> _Task to carry out_: Return exactly the lines below, starting with the one that has "Phrase: arched window" and going on through the one that has "compact form (273,283).".

= = = =

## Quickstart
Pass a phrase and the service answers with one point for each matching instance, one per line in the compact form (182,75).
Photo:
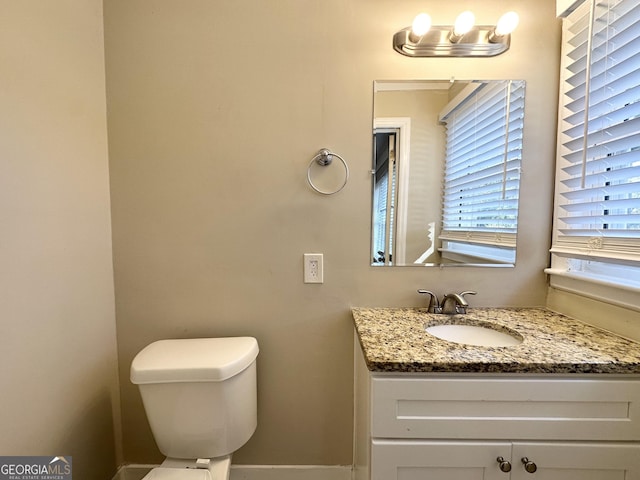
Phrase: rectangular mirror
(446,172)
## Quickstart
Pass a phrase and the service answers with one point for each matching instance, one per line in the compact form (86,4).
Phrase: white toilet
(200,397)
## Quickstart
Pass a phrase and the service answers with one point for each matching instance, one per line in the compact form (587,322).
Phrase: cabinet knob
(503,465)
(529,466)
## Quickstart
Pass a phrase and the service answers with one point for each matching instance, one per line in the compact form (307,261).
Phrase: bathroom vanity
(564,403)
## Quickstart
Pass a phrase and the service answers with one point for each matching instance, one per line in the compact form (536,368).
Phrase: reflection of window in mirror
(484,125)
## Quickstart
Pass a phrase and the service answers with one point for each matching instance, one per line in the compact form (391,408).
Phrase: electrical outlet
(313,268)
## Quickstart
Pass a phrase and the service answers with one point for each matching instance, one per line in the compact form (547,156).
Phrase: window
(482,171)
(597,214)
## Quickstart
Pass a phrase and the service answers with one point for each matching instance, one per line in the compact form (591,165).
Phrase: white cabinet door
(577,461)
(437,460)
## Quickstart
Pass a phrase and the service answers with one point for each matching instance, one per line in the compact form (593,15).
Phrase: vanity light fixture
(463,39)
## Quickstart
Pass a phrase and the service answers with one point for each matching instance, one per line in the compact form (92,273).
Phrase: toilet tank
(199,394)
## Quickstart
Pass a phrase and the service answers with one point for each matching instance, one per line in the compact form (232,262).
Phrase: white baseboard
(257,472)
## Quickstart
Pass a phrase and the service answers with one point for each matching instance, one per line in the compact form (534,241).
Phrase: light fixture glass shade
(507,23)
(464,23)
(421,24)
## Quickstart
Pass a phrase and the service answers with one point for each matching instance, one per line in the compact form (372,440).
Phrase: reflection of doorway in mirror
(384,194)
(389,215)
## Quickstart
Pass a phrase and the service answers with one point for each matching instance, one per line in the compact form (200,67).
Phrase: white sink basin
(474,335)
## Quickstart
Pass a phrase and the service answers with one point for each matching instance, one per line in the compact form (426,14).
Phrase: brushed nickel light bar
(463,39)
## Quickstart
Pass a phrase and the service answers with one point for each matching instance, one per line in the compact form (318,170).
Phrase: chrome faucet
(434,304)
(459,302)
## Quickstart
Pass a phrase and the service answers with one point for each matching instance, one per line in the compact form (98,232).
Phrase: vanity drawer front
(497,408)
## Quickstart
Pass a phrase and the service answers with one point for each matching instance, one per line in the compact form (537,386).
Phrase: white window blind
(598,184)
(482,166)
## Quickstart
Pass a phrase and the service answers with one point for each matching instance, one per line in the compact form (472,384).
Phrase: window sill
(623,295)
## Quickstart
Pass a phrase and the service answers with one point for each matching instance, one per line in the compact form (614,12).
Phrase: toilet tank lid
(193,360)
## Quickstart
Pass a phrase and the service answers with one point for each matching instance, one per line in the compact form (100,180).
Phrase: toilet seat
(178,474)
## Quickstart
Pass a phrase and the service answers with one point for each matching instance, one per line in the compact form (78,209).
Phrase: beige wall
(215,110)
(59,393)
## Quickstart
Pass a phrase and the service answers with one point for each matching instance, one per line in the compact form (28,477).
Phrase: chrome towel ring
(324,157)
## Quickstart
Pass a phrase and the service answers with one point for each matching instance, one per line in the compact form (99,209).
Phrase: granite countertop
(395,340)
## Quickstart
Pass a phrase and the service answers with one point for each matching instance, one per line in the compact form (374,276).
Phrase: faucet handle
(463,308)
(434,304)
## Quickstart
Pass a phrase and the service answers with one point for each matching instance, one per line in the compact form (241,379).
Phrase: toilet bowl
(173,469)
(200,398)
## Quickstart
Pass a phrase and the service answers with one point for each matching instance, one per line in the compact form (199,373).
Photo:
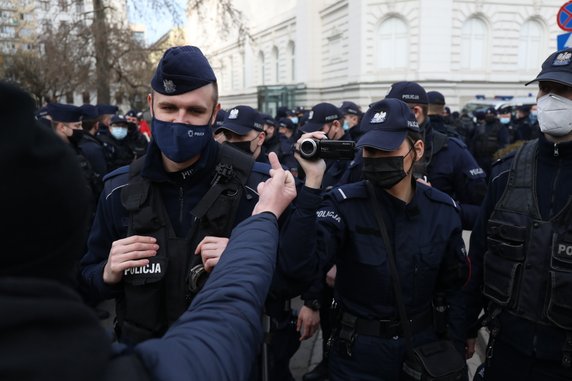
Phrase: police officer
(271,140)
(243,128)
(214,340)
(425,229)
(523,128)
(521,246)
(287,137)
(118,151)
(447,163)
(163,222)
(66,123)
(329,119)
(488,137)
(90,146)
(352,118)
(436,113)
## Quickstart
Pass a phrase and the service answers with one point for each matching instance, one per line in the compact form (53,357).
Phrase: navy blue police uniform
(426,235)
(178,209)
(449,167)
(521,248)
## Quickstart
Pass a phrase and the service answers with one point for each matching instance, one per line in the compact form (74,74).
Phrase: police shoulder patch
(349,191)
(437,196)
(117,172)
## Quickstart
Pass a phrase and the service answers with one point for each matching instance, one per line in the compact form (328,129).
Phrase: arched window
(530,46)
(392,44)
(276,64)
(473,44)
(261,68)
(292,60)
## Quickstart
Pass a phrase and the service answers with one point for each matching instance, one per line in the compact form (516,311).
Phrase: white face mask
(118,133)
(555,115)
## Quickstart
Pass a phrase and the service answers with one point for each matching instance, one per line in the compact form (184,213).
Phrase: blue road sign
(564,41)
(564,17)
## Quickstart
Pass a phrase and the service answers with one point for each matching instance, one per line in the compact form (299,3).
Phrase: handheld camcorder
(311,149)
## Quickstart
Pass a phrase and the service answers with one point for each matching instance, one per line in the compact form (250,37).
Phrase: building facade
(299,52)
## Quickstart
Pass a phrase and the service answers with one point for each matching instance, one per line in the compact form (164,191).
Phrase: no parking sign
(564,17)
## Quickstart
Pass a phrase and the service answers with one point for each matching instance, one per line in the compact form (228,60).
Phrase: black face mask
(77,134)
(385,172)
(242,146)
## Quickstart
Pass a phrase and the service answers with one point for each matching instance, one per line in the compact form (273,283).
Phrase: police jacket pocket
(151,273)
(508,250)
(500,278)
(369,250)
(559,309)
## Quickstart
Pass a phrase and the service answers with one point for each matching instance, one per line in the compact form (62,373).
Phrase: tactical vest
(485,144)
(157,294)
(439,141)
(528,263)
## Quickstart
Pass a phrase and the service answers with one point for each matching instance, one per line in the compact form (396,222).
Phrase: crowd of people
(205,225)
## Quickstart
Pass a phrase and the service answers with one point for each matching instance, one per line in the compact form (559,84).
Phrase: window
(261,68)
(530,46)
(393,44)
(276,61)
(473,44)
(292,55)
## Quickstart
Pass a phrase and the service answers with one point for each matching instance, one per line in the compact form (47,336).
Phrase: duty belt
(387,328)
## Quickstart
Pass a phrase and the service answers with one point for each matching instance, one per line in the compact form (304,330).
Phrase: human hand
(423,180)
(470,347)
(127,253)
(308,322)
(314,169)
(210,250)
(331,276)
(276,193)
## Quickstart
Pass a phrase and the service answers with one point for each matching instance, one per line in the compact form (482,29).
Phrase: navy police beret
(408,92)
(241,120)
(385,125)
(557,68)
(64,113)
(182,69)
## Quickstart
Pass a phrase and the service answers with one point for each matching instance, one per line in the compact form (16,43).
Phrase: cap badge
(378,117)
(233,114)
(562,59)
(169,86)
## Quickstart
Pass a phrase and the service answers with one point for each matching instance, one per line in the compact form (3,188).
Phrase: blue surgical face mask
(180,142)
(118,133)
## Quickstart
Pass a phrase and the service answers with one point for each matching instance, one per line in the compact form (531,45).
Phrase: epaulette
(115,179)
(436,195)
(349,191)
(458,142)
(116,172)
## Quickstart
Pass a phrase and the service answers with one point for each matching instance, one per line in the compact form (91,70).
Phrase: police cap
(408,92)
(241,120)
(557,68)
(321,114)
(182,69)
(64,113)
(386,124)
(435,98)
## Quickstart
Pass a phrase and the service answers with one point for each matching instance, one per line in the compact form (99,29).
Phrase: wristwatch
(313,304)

= = = =

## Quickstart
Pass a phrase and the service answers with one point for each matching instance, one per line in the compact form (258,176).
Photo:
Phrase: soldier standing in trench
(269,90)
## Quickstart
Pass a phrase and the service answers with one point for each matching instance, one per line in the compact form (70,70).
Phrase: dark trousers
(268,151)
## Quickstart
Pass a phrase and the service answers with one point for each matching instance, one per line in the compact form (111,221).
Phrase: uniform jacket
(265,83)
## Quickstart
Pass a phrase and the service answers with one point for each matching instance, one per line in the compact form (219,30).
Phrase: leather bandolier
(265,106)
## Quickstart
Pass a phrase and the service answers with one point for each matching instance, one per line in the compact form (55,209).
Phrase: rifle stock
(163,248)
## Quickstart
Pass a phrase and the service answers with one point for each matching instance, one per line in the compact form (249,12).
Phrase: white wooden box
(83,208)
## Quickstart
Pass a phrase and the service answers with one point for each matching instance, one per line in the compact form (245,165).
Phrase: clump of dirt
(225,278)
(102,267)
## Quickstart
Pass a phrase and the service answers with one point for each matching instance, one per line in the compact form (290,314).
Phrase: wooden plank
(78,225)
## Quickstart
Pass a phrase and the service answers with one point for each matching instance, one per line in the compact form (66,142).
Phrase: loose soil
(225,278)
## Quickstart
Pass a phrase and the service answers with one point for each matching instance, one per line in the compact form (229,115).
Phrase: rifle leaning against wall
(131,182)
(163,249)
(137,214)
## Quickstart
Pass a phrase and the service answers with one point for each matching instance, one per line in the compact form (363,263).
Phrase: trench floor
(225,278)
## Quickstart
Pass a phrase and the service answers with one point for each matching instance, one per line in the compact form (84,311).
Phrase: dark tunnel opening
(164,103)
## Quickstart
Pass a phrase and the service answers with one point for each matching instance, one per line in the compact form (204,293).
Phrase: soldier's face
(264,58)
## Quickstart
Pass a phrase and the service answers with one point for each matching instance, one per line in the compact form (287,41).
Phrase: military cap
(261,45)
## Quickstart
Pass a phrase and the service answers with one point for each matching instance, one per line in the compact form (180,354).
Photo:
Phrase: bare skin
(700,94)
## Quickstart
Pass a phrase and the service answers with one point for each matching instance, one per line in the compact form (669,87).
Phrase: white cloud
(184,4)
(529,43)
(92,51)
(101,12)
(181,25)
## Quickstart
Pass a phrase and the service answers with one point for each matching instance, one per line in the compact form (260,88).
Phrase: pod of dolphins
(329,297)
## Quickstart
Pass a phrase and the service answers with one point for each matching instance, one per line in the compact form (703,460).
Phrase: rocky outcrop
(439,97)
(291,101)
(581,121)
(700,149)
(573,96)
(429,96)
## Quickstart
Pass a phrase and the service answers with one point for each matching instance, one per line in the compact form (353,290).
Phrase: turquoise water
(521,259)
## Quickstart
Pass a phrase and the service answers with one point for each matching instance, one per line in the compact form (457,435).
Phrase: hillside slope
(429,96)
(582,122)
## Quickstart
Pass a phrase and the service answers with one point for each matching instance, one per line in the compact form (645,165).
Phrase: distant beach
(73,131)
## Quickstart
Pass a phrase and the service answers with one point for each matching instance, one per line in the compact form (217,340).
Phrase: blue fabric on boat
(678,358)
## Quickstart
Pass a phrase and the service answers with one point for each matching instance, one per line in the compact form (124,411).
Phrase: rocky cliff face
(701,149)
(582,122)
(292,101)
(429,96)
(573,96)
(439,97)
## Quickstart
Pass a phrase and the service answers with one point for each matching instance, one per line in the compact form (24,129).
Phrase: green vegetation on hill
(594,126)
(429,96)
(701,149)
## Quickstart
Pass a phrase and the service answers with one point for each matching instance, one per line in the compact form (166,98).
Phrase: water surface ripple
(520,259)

= = = =

> _Exercise result_:
Phrase: arched window
(530,46)
(392,44)
(276,64)
(473,44)
(261,68)
(292,60)
## Quickstart
Pass a phrase and the service answers with one point for each matching instance, one per line in the compact form (516,311).
Phrase: white face mask
(118,133)
(555,115)
## Quickstart
Pass a phrase and the service answers with one point for each matching instance, one per line in the compact form (184,213).
Phrase: blue road sign
(564,41)
(564,17)
## Quickstart
Pass a phrase and the service answers with one point for each matching instance, one per line in the compact form (299,3).
Phrase: handheld camcorder
(311,149)
## Quickstart
Pass a phrase and the service answers with one point for each matching instance, one per line in the compact form (250,37).
Phrase: building facade
(299,52)
## Quickstart
Pass a phrase and the service answers with one point for each matching instance, one per line in the compact form (164,191).
Phrase: no parking sign
(564,17)
## Quickstart
Pass a phrase and the service answers with one point for each matching instance, one per line in the compact form (228,60).
Phrase: black face mask
(77,134)
(385,172)
(242,146)
## Quickstart
Pass a phrase and the service answers with one point for each matching instance, one per line in the compact form (273,283).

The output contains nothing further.